#### DATA SUPPLIED
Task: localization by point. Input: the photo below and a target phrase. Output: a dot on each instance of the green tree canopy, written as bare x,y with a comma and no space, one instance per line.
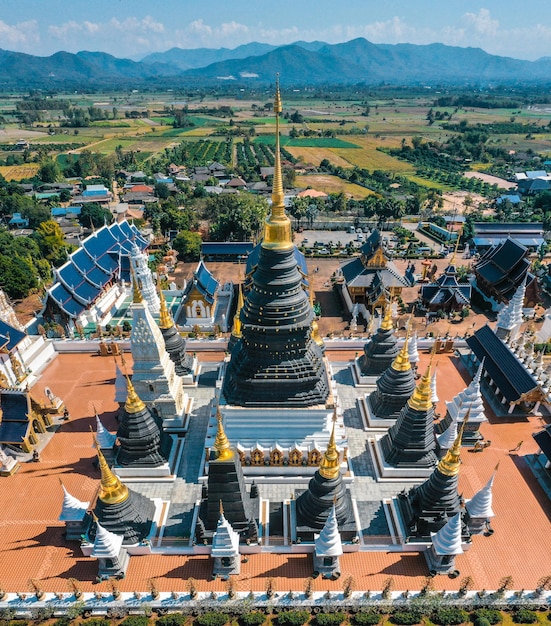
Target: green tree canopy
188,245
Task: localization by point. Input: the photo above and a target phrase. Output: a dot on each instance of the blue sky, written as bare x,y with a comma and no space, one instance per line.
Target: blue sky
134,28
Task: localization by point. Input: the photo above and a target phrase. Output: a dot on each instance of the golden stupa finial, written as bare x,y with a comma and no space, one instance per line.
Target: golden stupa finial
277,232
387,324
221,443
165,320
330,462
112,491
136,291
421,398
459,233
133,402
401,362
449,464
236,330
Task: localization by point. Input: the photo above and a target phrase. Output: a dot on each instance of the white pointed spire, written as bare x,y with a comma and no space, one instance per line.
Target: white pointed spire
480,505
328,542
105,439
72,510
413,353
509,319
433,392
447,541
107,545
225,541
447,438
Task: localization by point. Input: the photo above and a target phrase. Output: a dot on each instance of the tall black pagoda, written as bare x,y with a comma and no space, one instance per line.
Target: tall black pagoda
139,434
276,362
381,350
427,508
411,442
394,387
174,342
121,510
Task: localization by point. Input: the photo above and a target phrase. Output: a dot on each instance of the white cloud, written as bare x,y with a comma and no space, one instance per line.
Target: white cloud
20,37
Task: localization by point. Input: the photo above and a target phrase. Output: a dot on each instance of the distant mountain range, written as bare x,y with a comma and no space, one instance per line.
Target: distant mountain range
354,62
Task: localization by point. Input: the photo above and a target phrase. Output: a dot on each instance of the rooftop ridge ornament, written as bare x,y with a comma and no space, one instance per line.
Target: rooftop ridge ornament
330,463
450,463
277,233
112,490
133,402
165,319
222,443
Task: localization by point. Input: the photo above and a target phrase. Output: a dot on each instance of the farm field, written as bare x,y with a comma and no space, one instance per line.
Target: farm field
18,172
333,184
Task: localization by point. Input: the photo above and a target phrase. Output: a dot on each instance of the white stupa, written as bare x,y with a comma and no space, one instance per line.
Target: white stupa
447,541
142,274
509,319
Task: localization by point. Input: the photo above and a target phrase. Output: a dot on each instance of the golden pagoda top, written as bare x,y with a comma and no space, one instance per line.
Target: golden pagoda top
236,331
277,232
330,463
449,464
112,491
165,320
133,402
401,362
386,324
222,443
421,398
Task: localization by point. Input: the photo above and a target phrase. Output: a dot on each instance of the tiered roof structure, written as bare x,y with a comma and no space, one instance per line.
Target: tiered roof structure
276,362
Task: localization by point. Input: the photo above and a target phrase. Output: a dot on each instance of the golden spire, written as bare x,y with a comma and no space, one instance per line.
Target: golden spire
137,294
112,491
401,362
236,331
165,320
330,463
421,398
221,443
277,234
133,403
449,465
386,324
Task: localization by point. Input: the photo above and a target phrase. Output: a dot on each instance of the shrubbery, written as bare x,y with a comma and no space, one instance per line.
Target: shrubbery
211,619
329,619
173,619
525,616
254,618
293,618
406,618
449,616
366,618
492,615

==

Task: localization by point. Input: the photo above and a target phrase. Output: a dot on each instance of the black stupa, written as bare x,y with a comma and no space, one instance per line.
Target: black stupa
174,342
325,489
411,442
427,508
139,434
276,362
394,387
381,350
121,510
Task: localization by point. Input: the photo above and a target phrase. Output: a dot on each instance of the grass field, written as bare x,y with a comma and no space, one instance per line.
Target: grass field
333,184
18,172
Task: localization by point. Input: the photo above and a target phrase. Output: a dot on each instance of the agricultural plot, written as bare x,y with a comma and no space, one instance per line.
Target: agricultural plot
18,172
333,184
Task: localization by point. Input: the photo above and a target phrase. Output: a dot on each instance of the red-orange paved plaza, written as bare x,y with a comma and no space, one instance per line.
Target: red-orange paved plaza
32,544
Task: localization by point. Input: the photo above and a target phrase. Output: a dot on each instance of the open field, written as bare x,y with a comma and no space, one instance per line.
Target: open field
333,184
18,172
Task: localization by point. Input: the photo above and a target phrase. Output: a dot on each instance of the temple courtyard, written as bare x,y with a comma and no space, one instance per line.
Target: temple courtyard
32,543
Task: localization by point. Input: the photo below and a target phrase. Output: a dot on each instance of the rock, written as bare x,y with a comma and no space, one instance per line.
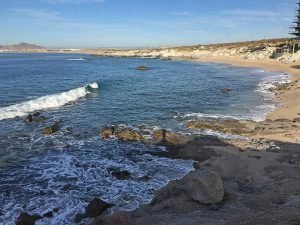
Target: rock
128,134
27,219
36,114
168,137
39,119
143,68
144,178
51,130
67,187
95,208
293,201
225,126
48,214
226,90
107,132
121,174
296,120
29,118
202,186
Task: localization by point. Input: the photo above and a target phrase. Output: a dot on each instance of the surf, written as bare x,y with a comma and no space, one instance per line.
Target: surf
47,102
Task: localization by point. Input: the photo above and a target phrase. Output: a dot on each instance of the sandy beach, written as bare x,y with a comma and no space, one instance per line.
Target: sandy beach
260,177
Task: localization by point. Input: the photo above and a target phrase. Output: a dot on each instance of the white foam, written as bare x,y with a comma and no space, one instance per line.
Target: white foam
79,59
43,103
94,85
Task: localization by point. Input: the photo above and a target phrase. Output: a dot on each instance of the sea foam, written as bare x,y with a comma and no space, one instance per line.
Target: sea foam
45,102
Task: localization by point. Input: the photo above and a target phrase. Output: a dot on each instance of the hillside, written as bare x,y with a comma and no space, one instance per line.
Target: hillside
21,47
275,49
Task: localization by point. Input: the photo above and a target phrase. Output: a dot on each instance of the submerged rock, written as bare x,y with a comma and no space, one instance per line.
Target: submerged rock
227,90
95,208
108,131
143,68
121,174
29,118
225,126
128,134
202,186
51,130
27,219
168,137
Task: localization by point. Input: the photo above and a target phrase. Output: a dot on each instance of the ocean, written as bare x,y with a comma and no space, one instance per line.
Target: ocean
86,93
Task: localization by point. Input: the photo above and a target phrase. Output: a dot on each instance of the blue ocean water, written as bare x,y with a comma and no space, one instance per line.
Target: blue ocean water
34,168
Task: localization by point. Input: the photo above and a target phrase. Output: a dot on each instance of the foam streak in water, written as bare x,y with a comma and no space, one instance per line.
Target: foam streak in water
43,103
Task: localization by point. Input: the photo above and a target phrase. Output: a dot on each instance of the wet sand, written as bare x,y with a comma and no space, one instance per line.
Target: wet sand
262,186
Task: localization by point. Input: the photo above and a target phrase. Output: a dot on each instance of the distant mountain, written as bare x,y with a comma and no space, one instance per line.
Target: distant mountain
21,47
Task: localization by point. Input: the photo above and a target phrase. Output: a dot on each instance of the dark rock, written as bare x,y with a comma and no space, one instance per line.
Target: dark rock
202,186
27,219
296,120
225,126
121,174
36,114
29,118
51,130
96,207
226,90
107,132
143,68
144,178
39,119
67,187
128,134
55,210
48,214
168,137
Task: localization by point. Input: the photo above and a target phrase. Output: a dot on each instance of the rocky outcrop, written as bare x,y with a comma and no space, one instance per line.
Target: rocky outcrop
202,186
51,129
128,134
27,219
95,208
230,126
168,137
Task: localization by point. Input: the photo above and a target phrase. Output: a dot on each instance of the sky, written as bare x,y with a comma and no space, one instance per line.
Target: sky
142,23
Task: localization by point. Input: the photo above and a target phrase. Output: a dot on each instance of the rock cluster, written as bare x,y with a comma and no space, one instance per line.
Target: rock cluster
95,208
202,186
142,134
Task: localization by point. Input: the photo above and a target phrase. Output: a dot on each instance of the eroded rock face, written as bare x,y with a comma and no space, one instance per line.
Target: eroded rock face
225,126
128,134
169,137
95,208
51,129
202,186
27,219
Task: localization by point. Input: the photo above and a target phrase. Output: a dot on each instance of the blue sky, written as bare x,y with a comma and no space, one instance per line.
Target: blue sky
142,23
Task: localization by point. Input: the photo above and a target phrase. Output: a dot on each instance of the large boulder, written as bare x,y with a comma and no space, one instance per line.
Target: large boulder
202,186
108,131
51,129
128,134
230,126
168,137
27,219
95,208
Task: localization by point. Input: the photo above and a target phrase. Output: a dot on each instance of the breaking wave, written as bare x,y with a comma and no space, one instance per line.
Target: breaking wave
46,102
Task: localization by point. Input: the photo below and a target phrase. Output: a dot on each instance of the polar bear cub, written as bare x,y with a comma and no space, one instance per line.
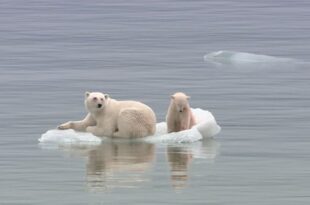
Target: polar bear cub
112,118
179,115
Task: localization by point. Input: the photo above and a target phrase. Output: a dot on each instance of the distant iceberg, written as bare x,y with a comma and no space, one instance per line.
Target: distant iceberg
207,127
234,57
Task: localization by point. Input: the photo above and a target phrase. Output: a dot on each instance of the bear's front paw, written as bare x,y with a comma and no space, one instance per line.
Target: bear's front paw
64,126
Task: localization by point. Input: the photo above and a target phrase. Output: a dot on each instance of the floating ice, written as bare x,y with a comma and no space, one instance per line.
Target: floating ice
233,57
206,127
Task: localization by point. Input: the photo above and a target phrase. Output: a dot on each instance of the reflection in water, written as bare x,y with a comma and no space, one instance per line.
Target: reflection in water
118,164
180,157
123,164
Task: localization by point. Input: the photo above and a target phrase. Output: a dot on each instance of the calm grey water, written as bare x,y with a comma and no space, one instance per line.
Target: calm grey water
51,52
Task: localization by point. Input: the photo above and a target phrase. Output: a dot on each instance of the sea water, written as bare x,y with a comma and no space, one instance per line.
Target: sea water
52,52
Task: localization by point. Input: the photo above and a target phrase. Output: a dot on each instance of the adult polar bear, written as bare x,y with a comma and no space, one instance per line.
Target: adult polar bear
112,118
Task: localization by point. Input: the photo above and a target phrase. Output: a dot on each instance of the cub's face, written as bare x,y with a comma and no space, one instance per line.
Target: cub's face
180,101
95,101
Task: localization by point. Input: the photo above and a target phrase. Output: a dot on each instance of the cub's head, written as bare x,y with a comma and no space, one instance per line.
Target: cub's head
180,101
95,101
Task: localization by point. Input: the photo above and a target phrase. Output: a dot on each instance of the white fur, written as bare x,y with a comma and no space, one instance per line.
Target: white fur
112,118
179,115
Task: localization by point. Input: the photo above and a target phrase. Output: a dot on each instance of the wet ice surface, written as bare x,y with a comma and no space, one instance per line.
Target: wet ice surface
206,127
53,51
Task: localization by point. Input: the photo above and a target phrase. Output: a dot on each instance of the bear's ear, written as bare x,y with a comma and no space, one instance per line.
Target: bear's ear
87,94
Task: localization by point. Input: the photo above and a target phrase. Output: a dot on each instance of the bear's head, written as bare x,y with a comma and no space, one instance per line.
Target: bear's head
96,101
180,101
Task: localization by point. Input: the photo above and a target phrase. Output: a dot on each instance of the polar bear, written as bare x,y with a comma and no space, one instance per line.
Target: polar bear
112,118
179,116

...

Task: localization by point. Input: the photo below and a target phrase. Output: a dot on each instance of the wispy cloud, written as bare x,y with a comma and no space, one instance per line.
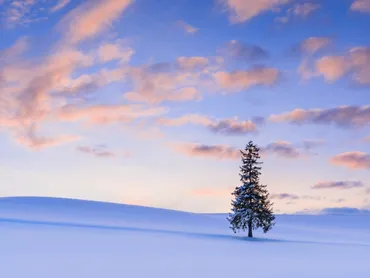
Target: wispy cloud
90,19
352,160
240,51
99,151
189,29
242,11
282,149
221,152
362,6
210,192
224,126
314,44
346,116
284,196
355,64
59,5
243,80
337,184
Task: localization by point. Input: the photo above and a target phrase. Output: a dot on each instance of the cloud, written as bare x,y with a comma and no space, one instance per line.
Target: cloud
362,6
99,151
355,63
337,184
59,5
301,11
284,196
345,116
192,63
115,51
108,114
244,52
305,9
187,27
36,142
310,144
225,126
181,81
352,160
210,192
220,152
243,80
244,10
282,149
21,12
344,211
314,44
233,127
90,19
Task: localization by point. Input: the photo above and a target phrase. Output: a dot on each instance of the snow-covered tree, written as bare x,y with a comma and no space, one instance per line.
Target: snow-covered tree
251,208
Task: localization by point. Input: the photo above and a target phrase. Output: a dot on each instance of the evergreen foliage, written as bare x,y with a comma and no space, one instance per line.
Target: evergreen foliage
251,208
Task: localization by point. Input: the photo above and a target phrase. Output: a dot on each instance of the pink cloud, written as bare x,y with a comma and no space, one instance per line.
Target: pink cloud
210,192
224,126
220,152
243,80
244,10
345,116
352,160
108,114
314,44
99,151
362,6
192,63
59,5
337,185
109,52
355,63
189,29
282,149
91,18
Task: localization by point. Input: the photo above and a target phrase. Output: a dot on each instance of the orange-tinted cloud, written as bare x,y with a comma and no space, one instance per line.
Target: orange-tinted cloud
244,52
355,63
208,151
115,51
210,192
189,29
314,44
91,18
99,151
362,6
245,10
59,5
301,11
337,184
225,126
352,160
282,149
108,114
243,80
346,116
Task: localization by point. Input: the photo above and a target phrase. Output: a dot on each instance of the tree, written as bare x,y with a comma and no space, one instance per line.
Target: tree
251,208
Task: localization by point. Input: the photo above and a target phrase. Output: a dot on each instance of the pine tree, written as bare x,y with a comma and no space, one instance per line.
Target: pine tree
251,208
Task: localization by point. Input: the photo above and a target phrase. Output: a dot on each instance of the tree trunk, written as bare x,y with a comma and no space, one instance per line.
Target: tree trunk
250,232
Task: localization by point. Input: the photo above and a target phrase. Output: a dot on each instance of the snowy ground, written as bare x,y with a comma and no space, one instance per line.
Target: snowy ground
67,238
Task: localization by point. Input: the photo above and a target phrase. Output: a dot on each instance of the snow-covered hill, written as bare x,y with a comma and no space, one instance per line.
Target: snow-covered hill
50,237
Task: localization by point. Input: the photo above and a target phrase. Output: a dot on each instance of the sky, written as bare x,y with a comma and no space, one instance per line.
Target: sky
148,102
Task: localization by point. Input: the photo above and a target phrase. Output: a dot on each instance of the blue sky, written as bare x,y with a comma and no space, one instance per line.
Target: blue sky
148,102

#### TO BE DONE
How many lines in the records above contain the string "foam"? Matching is case-sensitive; reply with the number alone.

#### RESULT OF THIS TASK
6